─── Material shown ───

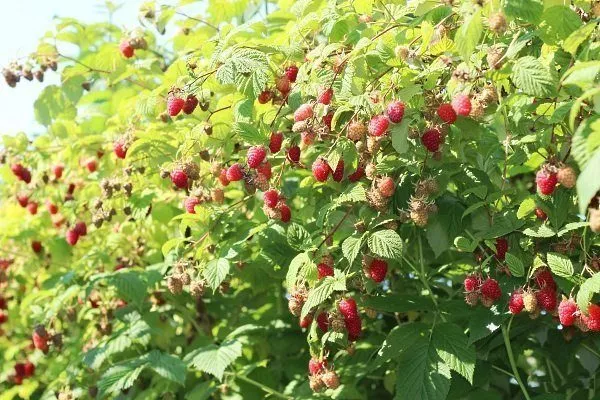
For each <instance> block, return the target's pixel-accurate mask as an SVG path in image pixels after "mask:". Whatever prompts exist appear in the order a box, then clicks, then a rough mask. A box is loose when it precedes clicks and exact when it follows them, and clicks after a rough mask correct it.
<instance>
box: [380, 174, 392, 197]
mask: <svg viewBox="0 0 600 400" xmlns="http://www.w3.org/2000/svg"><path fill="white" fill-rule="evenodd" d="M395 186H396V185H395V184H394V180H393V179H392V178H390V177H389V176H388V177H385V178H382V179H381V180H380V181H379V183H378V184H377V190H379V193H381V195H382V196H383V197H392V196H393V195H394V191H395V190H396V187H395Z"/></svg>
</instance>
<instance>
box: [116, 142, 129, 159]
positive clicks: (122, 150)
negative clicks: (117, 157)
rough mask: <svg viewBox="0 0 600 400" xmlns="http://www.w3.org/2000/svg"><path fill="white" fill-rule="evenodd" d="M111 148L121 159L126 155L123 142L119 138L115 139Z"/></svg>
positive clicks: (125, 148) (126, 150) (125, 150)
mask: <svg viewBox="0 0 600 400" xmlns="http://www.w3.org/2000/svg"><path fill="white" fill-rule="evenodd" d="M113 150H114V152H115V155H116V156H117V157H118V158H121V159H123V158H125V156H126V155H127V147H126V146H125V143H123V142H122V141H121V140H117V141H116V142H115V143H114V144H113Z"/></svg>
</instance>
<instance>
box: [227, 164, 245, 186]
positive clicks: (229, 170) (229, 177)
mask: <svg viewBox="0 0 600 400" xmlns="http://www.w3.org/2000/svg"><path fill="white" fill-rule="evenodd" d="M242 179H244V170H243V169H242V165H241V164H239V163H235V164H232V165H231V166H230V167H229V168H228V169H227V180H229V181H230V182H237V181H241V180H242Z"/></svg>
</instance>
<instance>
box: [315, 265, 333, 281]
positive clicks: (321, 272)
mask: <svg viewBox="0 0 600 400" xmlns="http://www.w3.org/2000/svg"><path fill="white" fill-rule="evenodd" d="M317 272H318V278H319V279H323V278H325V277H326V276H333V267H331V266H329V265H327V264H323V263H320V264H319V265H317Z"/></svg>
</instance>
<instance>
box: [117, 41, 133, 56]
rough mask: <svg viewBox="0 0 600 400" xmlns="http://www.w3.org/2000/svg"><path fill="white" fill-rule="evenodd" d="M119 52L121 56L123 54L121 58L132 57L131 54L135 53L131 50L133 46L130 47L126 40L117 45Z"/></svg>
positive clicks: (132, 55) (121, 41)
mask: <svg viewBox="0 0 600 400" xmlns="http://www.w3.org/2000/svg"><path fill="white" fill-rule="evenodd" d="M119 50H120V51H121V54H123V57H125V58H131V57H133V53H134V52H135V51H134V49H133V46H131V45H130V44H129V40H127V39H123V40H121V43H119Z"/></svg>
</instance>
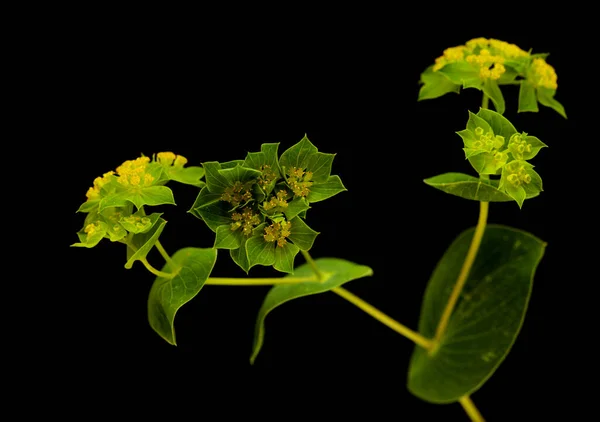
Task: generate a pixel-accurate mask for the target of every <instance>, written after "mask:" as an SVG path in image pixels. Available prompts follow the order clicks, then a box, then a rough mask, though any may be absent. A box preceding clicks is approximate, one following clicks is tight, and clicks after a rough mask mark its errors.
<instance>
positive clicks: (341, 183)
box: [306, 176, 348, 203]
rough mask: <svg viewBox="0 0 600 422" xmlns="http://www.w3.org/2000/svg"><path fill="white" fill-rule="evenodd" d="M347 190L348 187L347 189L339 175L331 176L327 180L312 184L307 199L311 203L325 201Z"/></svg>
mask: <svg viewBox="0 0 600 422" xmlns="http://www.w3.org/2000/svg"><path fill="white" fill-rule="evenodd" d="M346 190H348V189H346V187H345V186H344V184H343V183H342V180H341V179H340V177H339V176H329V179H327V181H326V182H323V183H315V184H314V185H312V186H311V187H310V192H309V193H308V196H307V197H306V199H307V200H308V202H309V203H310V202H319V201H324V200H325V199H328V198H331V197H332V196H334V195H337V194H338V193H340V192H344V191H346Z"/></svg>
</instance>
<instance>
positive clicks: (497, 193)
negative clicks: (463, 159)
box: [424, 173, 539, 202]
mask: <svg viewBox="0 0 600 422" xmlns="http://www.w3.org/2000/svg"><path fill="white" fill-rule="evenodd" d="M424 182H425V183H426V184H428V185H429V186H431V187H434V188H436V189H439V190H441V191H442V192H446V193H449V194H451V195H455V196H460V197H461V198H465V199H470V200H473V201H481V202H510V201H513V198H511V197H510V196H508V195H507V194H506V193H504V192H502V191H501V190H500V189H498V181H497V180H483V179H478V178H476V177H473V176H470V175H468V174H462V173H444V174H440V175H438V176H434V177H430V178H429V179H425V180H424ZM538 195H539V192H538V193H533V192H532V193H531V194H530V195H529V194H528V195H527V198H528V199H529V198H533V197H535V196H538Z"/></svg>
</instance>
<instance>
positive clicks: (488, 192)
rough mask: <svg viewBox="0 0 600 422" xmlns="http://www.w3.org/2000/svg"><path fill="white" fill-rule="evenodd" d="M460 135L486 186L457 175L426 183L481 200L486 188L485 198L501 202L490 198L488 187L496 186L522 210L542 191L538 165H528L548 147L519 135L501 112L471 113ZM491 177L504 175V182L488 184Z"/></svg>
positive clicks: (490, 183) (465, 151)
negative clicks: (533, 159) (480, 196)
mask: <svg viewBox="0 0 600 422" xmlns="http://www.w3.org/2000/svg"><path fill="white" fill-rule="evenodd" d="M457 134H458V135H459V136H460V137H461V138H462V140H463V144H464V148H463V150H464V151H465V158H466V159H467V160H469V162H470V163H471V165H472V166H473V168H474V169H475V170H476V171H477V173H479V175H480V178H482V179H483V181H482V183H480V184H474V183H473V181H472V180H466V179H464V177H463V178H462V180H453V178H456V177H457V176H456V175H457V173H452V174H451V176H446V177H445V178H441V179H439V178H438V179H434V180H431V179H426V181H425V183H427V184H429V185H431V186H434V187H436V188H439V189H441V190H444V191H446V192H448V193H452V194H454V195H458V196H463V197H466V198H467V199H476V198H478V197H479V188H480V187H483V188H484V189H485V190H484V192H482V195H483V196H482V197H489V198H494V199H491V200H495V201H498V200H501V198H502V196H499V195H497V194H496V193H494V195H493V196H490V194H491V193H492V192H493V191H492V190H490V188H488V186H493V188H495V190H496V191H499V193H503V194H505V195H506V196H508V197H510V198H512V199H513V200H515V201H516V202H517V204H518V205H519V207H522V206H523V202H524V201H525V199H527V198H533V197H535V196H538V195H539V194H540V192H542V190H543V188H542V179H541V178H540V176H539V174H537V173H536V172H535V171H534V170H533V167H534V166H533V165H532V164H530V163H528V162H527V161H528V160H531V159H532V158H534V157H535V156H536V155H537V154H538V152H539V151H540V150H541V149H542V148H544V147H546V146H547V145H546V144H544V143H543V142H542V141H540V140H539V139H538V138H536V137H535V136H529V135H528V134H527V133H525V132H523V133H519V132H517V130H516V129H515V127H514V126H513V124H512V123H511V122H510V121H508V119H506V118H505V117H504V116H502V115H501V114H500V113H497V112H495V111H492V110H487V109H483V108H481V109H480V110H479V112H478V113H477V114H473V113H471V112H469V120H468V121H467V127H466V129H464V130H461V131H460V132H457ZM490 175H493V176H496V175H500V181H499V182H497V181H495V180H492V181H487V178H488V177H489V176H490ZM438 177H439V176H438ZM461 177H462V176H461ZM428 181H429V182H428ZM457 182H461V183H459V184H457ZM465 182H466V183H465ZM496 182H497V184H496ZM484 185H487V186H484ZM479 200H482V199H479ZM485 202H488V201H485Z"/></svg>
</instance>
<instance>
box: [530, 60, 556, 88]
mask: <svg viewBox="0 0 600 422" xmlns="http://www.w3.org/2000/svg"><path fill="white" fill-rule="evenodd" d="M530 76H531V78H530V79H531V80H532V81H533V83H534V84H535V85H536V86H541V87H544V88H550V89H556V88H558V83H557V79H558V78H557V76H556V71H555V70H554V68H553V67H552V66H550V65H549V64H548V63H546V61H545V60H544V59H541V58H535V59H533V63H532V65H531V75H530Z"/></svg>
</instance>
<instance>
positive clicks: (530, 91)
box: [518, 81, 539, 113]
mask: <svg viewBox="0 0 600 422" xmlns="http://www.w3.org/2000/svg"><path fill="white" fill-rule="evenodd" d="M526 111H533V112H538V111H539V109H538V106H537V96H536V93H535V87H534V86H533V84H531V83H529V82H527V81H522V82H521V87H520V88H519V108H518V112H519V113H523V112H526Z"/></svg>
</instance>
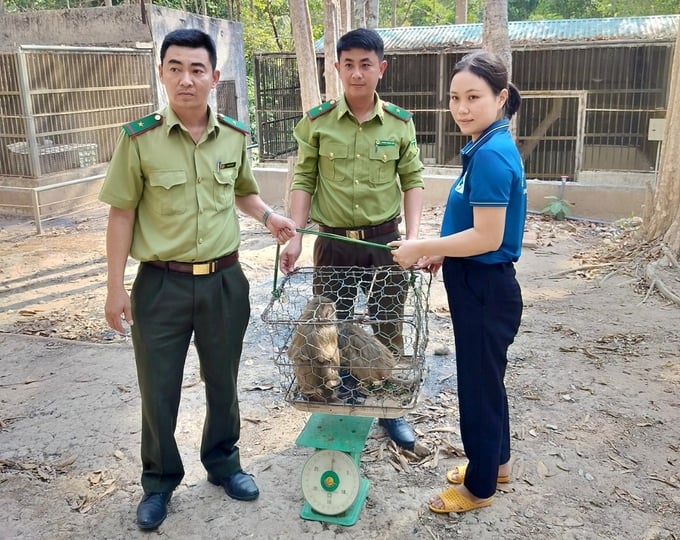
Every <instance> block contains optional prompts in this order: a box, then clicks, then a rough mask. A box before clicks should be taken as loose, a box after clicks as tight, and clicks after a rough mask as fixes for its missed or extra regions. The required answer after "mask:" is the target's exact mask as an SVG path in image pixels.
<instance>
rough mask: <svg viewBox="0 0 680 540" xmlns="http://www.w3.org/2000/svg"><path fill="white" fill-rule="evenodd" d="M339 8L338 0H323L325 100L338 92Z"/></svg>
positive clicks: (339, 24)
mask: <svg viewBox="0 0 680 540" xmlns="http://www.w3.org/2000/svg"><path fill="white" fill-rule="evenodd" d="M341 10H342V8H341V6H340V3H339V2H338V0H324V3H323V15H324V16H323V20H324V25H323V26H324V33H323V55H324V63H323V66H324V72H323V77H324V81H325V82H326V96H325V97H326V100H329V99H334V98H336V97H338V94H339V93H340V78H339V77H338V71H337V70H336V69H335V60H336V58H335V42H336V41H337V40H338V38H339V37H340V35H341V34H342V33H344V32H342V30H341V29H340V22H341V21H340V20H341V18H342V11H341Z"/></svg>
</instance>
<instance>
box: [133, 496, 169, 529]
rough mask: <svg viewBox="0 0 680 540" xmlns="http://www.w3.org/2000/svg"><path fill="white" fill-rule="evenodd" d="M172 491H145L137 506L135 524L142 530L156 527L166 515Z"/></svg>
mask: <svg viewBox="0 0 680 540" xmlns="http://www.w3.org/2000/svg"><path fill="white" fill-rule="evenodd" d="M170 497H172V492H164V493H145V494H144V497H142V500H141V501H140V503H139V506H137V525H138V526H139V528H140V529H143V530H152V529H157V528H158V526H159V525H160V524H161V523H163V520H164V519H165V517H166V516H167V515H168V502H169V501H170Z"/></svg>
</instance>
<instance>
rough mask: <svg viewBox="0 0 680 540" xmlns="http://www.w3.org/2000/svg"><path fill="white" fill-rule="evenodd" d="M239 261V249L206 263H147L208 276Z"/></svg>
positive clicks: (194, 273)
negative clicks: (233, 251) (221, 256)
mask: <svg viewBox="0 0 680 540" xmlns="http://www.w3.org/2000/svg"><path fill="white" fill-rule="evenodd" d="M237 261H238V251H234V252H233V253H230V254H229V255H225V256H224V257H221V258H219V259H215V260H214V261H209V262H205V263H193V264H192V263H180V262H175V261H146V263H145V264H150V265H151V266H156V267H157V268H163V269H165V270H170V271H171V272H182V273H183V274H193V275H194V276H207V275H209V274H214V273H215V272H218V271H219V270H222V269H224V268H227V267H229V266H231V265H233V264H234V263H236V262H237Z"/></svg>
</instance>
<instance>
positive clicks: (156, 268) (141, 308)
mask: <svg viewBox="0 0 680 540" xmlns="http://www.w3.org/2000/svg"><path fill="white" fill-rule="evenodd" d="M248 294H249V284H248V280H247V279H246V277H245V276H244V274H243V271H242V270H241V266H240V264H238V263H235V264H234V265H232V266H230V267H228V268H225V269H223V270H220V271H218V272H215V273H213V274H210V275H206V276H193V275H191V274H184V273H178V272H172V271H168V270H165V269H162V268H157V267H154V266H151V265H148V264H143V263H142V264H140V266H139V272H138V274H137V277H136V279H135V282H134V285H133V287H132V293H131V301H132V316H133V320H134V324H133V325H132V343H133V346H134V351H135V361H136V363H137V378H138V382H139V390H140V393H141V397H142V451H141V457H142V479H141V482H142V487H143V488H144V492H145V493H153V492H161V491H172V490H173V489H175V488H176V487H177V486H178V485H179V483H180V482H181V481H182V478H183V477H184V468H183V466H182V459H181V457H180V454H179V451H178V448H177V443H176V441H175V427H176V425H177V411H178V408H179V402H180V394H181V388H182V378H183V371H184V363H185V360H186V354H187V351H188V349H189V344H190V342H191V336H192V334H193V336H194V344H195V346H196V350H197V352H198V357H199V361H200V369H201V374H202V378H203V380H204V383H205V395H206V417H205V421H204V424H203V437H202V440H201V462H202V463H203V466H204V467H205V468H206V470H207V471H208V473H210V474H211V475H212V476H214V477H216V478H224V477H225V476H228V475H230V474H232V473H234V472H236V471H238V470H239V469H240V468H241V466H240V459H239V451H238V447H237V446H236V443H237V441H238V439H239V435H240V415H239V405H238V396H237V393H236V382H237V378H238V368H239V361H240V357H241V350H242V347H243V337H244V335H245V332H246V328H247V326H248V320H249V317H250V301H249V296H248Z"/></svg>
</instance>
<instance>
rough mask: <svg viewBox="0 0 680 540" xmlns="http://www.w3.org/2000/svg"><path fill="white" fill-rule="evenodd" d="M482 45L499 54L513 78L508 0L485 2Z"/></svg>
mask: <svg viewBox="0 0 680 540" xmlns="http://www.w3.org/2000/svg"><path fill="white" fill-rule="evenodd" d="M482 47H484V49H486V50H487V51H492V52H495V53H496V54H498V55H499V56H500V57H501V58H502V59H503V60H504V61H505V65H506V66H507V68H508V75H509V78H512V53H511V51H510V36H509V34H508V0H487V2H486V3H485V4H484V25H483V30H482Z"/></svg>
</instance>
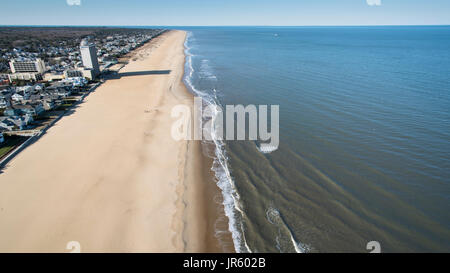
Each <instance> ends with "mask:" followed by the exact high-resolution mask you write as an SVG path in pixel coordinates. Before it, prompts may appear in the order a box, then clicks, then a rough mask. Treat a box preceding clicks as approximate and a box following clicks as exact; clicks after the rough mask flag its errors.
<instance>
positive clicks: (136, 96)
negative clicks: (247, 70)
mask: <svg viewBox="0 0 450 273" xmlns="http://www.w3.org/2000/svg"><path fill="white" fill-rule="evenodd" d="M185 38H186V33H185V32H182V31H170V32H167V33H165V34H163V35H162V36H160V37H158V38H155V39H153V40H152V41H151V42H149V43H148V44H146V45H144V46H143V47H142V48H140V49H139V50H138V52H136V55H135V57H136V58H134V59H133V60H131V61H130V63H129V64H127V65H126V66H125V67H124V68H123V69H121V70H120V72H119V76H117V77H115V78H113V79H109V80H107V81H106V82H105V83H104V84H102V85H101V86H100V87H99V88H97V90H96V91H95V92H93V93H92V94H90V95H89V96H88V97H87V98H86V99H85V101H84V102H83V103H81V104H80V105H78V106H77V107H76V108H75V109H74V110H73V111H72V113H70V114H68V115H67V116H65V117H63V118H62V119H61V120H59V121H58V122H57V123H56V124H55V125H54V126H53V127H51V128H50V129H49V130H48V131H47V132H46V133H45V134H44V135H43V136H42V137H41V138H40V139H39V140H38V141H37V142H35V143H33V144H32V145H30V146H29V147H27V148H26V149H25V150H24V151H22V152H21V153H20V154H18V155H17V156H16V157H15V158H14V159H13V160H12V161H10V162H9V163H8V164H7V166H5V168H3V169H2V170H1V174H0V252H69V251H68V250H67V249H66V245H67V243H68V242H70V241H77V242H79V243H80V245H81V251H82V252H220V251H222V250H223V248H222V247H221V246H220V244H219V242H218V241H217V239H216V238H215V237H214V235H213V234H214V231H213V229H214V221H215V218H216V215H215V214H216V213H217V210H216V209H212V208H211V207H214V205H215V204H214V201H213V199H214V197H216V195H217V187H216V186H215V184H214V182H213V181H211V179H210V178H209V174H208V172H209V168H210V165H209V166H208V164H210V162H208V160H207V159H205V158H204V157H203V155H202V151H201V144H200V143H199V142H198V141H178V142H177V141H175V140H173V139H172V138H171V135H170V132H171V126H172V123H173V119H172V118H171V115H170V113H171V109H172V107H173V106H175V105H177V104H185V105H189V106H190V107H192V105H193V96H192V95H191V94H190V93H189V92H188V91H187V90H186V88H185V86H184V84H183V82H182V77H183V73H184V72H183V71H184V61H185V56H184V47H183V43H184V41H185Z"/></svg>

───

What to produce – All lines above between those holding "negative clicks: (117, 157)" and "148L121 159L126 155L123", inclusive, must be set down unchanged, and no other line may be included.

Output for this exercise –
negative clicks: (117, 157)
rough mask: <svg viewBox="0 0 600 400" xmlns="http://www.w3.org/2000/svg"><path fill="white" fill-rule="evenodd" d="M111 148L121 159L126 155L123 142L119 138L115 139Z"/></svg>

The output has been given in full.